___ VORLIEGENDER TEXT

Was wäre, wenn dieses Konzept einen Grossteil der Energieprobleme lösen könnte, mit denen unsere Gesellschaft konfrontiert sein wird? Für den Verein négaWatt – eine Arbeitsgruppe, die sich mit der Energiewende befasst – sowie für seinen Leiter David Moreau ist dies alles andere als Utopie.

«Suffizienz wird unseren Energieverbrauch drastisch senken.»

Der Verein négaWatt, zu dem Fachleute für Energie gehören, setzt auf dieses vernachlässigte Konzept und legt ein Szenario für die Schweiz für das Jahr 2050 vor. Die Ergebnisse sind spektakulär, sofern die Wirtschaft mitspielt, erklärt der Leiter des négaWatt-Büros David Moreau.

Suffizienz, Effizienz und erneuerbare Energien – das sind die drei Säulen des «négaWatt-Szenarios Schweiz». Die Arbeit prognostiziert den Energieverbrauch des Landes im Jahr 2050 und wurde in diesem Jahr vom Verein veröffentlicht. Sie bietet eine Alternative zu den «Energieperspektiven 2050+» der Eidgenossenschaft, die als Referenzszenario diente. Allerdings wird mit der Suffizienz ein zusätzlicher Faktor berücksichtigt. Suffizienz bedeutet einen Wandel im Verhalten auf sozialer, individueller und ökonomischer Ebene hin zu einer nachhaltigen Lebensweise. Diesen gilt es zu organisieren, um dem Klimawandel zu begegnen. Das Dokument sieht einen Verbrauch von knapp 351 Petajoule (PJ) im Jahr 2050 vor – gegenüber 524 PJ beim eidgenössischen Plan –, eine Verringerung um mehr als die Hälfte im Vergleich zu den 747 PJ, die 2020 verbraucht wurden. Es setzt auf eine «erneuerbare, nationale und solide» Energieversorgung. Die Verfügbarkeit der Technologien, mit denen sich das erzielen lässt, ist hoch, da die Kombination der drei Säulen eine positive Dynamik entwickeln soll. Die Herausforderungen zur Erreichung der Ziele sind laut dem Verein zunächst politischer und ökonomischer Natur. Utopisch? Realistisch? Wie ist dieser Bericht einzuschätzen? Ein Interview mit David Moreau, dem Leiter von négaWatt.

______

AUFGABEN UND ÜBUNGEN:
a - Stimmen die folgenden Aussagen mit dem Text über das négaWatt-Szenario überein? Beantworte jede mit Ja oder Nein und zitiere die entscheidenden Worte des Textes wörtlich.
(i) Das Szenario rechnet für 2050 mit einem geringeren Verbrauch als der Plan der Eidgenossenschaft.
(ii) Laut dem Verein sind die Herausforderungen zur Erreichung der Ziele zunächst technischer Natur.
(iii) Die Arbeit wurde von der Eidgenossenschaft veröffentlicht.
b - Beantworte anhand des Textes über das négaWatt-Szenario die folgenden Fragen.
(i) Wer leitet das négaWatt-Büro?
(ii) Welches sind die drei Säulen des Szenarios?
(iii) Wie viel Energie wurde 2020 verbraucht?
c - Erkläre in einem bis drei Sätzen, warum die Verfügbarkeit der Technologien laut dem Text über das négaWatt-Szenario hoch ist.

___ GEGEBENE EINTRÄGE

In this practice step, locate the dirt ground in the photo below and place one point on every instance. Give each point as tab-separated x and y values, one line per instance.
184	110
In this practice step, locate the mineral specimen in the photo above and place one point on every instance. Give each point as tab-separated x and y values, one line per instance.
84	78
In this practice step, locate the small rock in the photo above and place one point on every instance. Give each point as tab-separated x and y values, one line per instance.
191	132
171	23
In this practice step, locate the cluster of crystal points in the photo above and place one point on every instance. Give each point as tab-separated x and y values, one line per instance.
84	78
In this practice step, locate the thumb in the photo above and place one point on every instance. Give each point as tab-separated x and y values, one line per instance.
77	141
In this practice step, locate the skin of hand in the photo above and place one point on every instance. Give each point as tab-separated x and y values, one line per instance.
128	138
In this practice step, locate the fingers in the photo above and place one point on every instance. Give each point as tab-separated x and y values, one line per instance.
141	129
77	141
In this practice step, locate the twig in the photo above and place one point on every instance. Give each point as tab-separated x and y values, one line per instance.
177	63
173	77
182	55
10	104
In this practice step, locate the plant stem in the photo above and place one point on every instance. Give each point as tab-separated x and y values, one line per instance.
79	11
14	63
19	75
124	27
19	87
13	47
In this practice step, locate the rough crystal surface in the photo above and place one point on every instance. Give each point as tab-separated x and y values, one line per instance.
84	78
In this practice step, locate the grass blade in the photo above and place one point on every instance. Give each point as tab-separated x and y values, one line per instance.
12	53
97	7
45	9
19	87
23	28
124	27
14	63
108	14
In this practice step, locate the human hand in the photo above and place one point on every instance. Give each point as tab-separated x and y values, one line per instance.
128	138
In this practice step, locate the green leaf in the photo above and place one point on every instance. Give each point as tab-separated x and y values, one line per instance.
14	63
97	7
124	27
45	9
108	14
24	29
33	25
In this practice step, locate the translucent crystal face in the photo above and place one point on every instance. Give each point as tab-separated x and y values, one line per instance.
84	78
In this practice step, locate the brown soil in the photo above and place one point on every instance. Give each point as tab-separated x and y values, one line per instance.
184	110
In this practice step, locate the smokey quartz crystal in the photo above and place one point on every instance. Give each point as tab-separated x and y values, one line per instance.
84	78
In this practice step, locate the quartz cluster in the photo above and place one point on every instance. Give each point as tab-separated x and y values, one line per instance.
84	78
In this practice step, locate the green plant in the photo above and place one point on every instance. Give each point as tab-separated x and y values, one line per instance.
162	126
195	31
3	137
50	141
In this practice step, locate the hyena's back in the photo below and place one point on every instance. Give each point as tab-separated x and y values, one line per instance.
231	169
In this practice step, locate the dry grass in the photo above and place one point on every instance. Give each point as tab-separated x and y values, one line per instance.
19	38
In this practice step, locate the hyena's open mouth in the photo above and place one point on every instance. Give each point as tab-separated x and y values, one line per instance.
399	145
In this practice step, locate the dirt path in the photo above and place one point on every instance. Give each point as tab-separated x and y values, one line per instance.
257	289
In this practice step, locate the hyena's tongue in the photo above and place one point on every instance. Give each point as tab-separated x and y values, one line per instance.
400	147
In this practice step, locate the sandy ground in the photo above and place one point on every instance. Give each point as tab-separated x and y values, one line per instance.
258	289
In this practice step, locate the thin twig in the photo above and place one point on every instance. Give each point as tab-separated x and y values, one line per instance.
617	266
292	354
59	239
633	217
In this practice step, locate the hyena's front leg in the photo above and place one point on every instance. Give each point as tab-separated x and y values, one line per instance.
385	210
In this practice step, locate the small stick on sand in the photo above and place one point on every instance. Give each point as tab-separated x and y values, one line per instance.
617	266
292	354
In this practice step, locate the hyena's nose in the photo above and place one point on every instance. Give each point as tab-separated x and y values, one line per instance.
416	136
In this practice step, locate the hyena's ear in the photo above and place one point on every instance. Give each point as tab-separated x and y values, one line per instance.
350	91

______

LÖSUNGEN DER ÜBUNGEN:
a -
(i) Ja: „Das Dokument sieht einen Verbrauch von knapp 351 Petajoule (PJ) im Jahr 2050 vor – gegenüber 524 PJ beim eidgenössischen Plan –“
(ii) Nein: „Die Herausforderungen zur Erreichung der Ziele sind laut dem Verein zunächst politischer und ökonomischer Natur.“
(iii) Nein: „wurde in diesem Jahr vom Verein veröffentlicht“

b -
(i) David Moreau
(ii) Suffizienz, Effizienz und erneuerbare Energien
(iii) 747 PJ

c - Die Verfügbarkeit der Technologien ist hoch, weil die Kombination der drei Säulen eine positive Dynamik entwickeln soll. Diese drei Säulen sind Suffizienz, Effizienz und erneuerbare Energien.